* **What this exercise asks**:
1. In the thread about the APC UPS battery, what rating did the battery bought at the Exide showroom have?
2. Carry on the thread about the APC UPS battery from the point where it stops.

— Start of Text extract —

# Apc ups failing to give adequate backup even after replacing battery-plz help.



## quicky008 (Jul 9, 2014)

I have a 650VA apc ups(be650y-in) which is around 6 yrs old.However it's battery seems to have become rather weak of late as it has started giving a backup time of only 40-60 secs during power cuts nowadays(earlier it varied from 5-10 mins).So I decided to get the older battery replaced because of this.Unfortunately however, I couldn't find a genuine apc battery anywhere-even the technician at apc's service centre told me that the particular battery that this ups requires(RBC-17) is out of stock.

  Earlier I had been told that the batteries manufactured by exide are generally compatible with apc's UPSes-initially I was somewhat hesitant to go for a 3rd party product but as I had failed to procure an original apc certified battery,I decided to check out what options were available from exide.When I visited a local exide showroom,I was shown a battery that was rated at 12V 7Ah-their salesman told me this would work on my ups.So I went ahead and bought it.

After replacing the older battery with the new one,my ups turned on in one go and for a moment it seemed everything was ok .However when I checked the status of my ups using powerchute plus s/w,it showed me that even though the battery was fully charged,the available battery runtime was less than 1 min,which was very baffling to say the least as the battery I had earlier could provide backup for 5 mins or more on full charge.I tested the ups by turning off the power from the ac mains-then the ups started beeping rapidly and the battery was fully depleted within 20-30 secs.

Why is the battery draining so rapidly even though its fully charged?Is it happening because I'm not using an original apc battery?What should I do now to rectify this problem?Please help-i'm really worried  .


----------



## sniperz1 (Jul 9, 2014)

The apc battery RBC17 gives 108 Volt Amp hour capacity
whereas your current exide battery gives 12v x 7ah = 84 volt amp hour capacity.

To me this seems the reason. 

Have you connected any more gadgets with your ups compared to before? This can also lead to faster drain.

You should have researched a bit before buying it. I would suggest you to return it and get it replaced it with atleast 108V AH capacity i.e. 12 V [9AH] not less.

Contact APC technical support, call them and explain your problem and they will suggest you better probably.


----------



## quicky008 (Jul 9, 2014)

sniperz1 said:


> The apc battery RBC17 gives 108 Volt Amp hour capacity
> whereas your current exide battery gives 12v x 7ah = 84 volt amp hour capacity.
> 
> To me this seems the reason.
> ...



I was aware that RBC 17 is actually a 12v 9AH battery and i specifically requested the individual at the exide store to give me a new battery of a similar specification but he told me that batteries rated at 9AH are currently not available-the ones they had were rated at 7AH and he assured me that i wouldn't face any problems if i used it in my UPS.I called that guy a few mins ago and informed him about the problem i'm facing with this battery-he then told me that i must charge the battery for atleast 10hrs before i can start using it,otherwise it won't function properly.And i haven't connected any new peripherals or gadgets to my ups-they are still the same now as they were earlier.According to powerchute plus,my pc is consuming just 81 W of power(the total rated capacity of this ups is 390 W),therefore I don't think my ups is overloaded.

— End of Text extract —
— Start of Items —

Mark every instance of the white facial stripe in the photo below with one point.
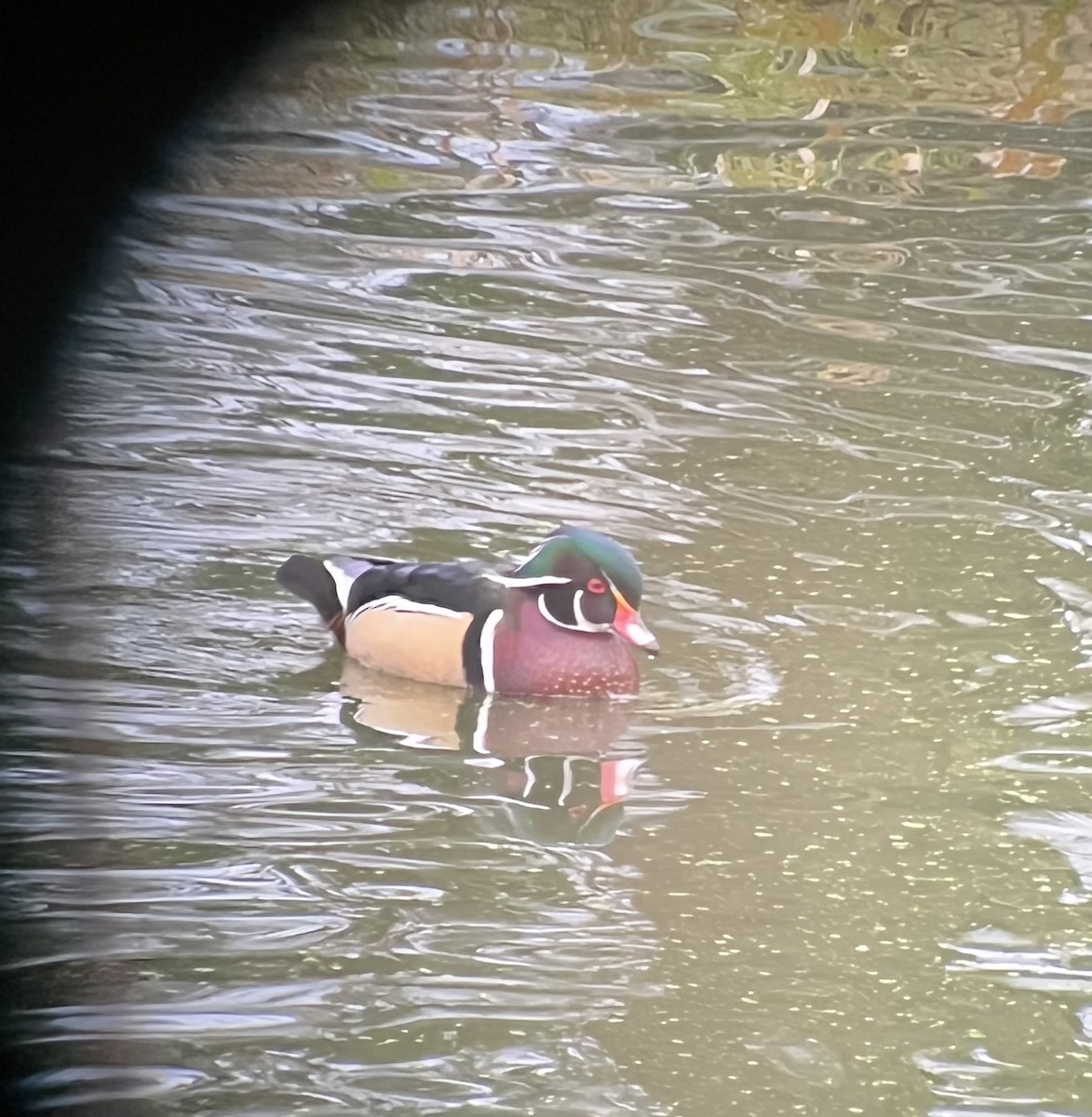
(392, 601)
(583, 625)
(488, 665)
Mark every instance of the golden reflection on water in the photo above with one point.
(789, 297)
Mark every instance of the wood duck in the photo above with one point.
(561, 623)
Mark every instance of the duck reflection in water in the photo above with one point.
(553, 760)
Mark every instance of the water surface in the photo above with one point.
(790, 299)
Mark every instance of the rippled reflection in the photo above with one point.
(789, 297)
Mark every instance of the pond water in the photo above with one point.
(791, 299)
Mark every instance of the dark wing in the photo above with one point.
(459, 586)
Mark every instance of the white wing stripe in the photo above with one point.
(398, 604)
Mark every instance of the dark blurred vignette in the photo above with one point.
(93, 94)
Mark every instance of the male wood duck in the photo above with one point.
(561, 623)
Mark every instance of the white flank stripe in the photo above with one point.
(488, 631)
(343, 581)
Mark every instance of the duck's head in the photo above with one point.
(586, 582)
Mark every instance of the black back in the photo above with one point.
(450, 585)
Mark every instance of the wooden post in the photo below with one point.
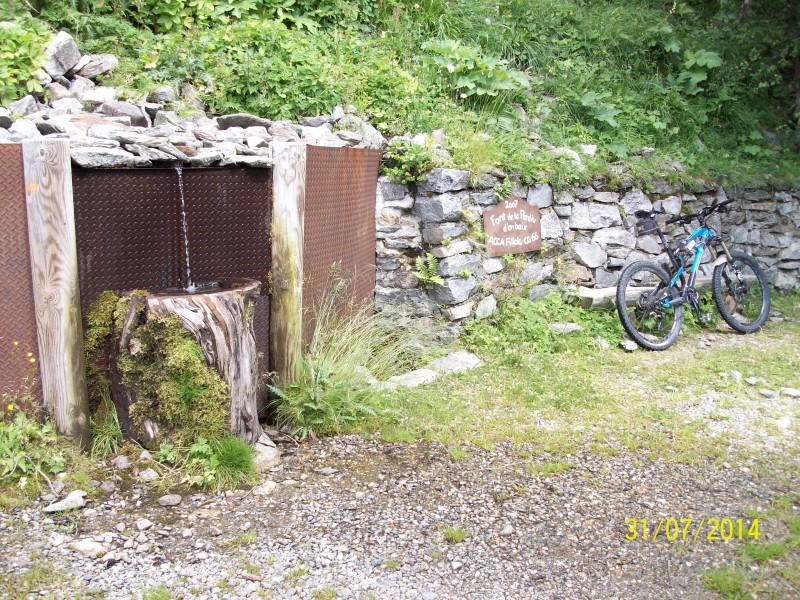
(286, 306)
(54, 270)
(221, 320)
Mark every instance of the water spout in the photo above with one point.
(190, 287)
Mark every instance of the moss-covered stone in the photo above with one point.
(98, 331)
(175, 387)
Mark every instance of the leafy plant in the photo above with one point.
(221, 463)
(503, 189)
(350, 346)
(404, 162)
(27, 448)
(470, 72)
(521, 327)
(456, 535)
(106, 432)
(426, 271)
(22, 45)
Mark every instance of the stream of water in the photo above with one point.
(190, 286)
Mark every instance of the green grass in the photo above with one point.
(727, 582)
(764, 552)
(160, 592)
(548, 468)
(455, 535)
(550, 400)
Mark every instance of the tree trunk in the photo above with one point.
(221, 320)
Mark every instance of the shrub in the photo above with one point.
(22, 45)
(350, 346)
(470, 73)
(520, 327)
(404, 162)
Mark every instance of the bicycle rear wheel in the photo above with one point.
(741, 293)
(643, 306)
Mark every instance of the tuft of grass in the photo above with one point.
(548, 468)
(727, 582)
(247, 538)
(455, 535)
(159, 592)
(764, 552)
(457, 453)
(393, 564)
(350, 346)
(107, 435)
(326, 593)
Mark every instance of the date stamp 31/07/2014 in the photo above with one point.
(709, 529)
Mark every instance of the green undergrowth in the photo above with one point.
(713, 95)
(349, 349)
(520, 328)
(553, 394)
(166, 373)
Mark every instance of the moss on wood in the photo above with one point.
(175, 387)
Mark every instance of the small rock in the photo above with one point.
(265, 458)
(170, 500)
(97, 64)
(486, 307)
(143, 524)
(90, 548)
(121, 462)
(265, 489)
(326, 470)
(75, 499)
(148, 475)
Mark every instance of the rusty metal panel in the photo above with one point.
(340, 219)
(130, 231)
(17, 313)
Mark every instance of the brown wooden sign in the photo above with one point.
(513, 226)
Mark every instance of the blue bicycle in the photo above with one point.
(650, 299)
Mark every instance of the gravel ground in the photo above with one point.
(367, 519)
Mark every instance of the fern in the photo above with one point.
(426, 271)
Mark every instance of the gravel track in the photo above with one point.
(375, 528)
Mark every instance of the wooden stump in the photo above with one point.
(221, 320)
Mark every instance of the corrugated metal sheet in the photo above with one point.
(340, 220)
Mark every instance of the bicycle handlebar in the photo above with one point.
(708, 210)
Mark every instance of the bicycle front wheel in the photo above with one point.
(644, 308)
(741, 293)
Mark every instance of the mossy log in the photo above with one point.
(221, 321)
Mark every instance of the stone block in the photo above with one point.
(588, 254)
(445, 180)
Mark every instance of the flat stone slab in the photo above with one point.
(412, 378)
(454, 362)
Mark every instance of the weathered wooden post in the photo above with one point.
(286, 307)
(54, 270)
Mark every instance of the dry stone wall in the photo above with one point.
(588, 236)
(105, 131)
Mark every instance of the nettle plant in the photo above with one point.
(426, 271)
(472, 74)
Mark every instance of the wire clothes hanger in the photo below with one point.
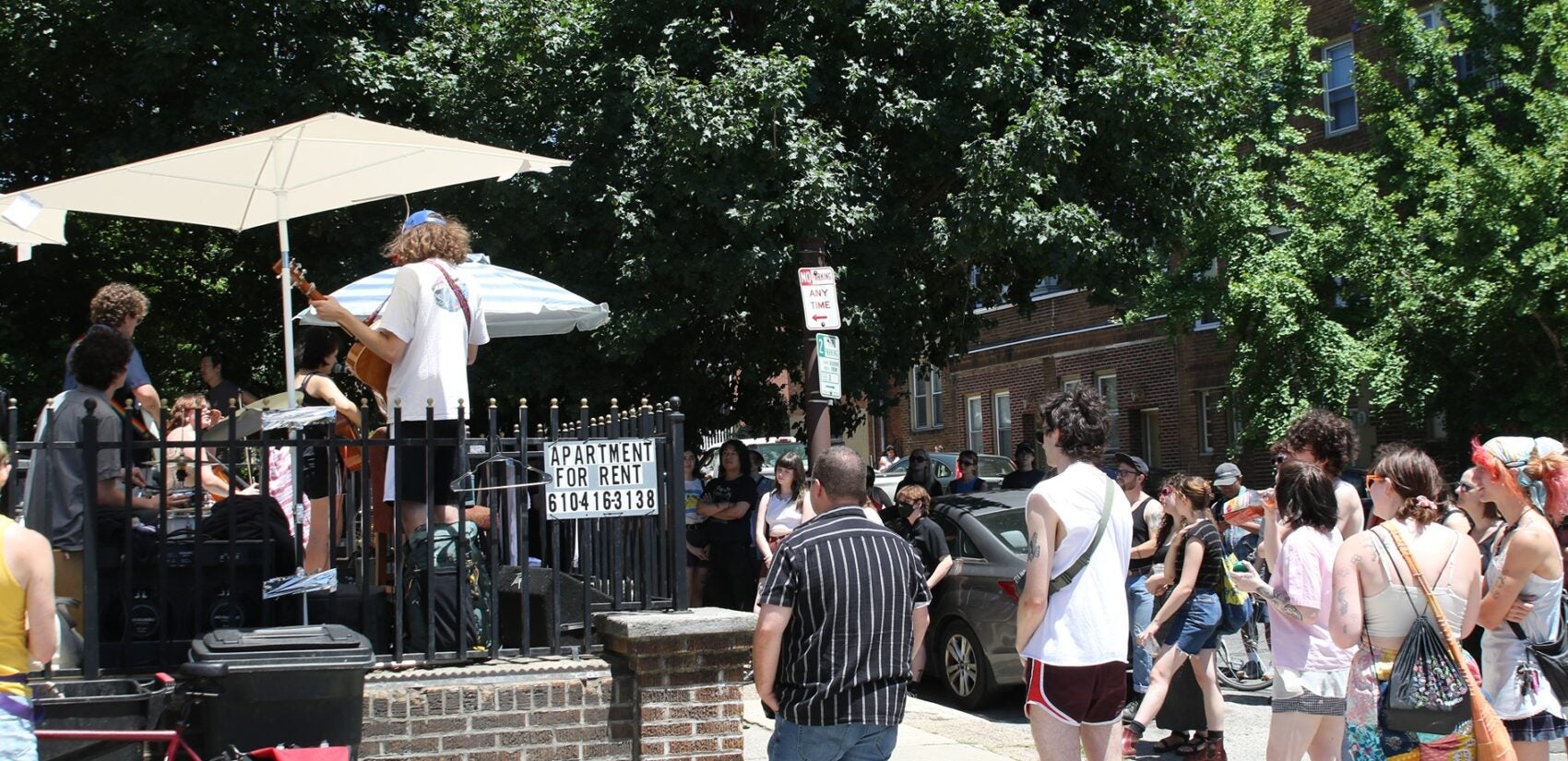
(468, 482)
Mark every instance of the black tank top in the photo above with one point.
(1140, 534)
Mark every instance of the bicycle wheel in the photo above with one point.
(1243, 660)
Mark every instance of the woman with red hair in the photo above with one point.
(1527, 481)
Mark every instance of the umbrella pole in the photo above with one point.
(286, 286)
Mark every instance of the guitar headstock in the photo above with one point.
(297, 277)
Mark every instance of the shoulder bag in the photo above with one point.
(1062, 579)
(1491, 736)
(1551, 656)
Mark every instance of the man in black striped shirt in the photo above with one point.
(842, 608)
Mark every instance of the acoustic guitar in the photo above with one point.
(364, 364)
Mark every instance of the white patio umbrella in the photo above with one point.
(270, 176)
(24, 225)
(517, 303)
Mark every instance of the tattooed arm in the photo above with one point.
(1346, 619)
(1043, 524)
(1278, 600)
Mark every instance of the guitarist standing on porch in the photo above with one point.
(428, 330)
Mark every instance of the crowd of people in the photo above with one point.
(1380, 620)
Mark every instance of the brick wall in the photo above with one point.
(541, 709)
(685, 672)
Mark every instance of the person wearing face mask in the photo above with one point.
(1028, 472)
(930, 545)
(921, 474)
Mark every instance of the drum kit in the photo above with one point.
(245, 422)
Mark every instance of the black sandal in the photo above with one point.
(1195, 744)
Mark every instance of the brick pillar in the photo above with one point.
(685, 680)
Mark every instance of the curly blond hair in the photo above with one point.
(449, 242)
(114, 302)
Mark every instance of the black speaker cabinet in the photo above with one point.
(541, 611)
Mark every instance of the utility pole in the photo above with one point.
(819, 421)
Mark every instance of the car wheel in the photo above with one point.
(967, 672)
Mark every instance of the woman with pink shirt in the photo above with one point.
(1310, 671)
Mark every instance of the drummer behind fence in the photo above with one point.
(57, 488)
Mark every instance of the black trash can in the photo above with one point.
(287, 684)
(96, 705)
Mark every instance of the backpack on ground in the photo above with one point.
(454, 609)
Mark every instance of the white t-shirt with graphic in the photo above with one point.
(428, 317)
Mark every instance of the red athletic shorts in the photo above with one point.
(1077, 694)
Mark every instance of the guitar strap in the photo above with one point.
(463, 299)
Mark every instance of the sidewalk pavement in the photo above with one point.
(933, 731)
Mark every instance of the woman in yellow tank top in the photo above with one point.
(27, 593)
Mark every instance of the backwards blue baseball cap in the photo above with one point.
(422, 217)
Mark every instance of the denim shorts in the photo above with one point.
(16, 740)
(1195, 624)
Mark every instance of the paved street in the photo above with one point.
(936, 731)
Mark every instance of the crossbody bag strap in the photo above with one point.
(1431, 604)
(1062, 579)
(463, 299)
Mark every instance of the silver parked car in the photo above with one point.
(974, 609)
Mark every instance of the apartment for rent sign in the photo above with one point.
(600, 479)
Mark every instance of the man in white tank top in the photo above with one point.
(1075, 640)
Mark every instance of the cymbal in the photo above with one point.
(245, 422)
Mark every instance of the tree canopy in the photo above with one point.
(1426, 273)
(949, 154)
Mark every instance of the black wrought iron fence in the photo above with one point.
(512, 577)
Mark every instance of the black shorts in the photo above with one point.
(444, 460)
(315, 476)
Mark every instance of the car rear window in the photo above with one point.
(1008, 526)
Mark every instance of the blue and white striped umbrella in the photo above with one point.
(517, 303)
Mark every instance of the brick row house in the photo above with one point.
(1169, 393)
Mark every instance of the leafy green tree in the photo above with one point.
(949, 154)
(1426, 273)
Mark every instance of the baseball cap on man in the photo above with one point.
(1135, 461)
(1227, 474)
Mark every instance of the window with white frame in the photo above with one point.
(974, 410)
(1149, 447)
(1339, 89)
(1205, 411)
(925, 398)
(1106, 383)
(1003, 413)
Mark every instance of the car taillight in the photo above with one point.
(1008, 589)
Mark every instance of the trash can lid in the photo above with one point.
(284, 647)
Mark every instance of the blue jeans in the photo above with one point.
(16, 740)
(1140, 611)
(835, 743)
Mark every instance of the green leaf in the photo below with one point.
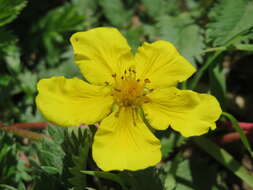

— End of Items —

* **Exercise responses**:
1. It was rated at 12V 7Ah.

2.
Is it true that the battery won't function as expected unless its charged for 10 hrs or is the shopkeeper just bluffing?What will I do if he refuses to take it back?Are there any other reliable  manufacturers who produce 12V 9AH batteries?


----------



## sniperz1 (Jul 9, 2014)

Any battery operated gadget should be first charged completely before its used. So I don't think he's bluffing. But if you knew that your prev battery was 9AH then you should have checked the availability of 9AH somewhere else or maybe online.

try recharging it for 10 hrs, if it still doesnt work then get it replaced


----------



## quicky008 (Jul 10, 2014)

sniperz1 said:


> Any battery operated gadget should be first charged completely before its used. So I don't think he's bluffing. But if you knew that your prev battery was 9AH then you should have checked the availability of 9AH somewhere else or maybe online.
> 
> try recharging it for 10 hrs, if it still doesnt work then get it replaced



ok,will do that and keep you posted about the outcome.

- - - Updated - - -

I charged the battery for over 12 hrs last night but its still not working-i suppose I have no choice now but to get it replaced. I hope the dealer from whom I had purchased this battery will agree to replace it after he hears about my problem,otherwise I'll be in a lot of trouble.


----------



## sniperz1 (Jul 10, 2014)

quicky008 said:


> ok,will do that and keep you posted about the outcome.
> 
> - - - Updated - - -
> 
> I charged the battery for over 12 hrs last night but its still not working-i suppose I have no choice now but to get it replaced. I hope the dealer from whom I had purchased this battery will agree to replace it after he hears about my problem,otherwise I'll be in a lot of trouble.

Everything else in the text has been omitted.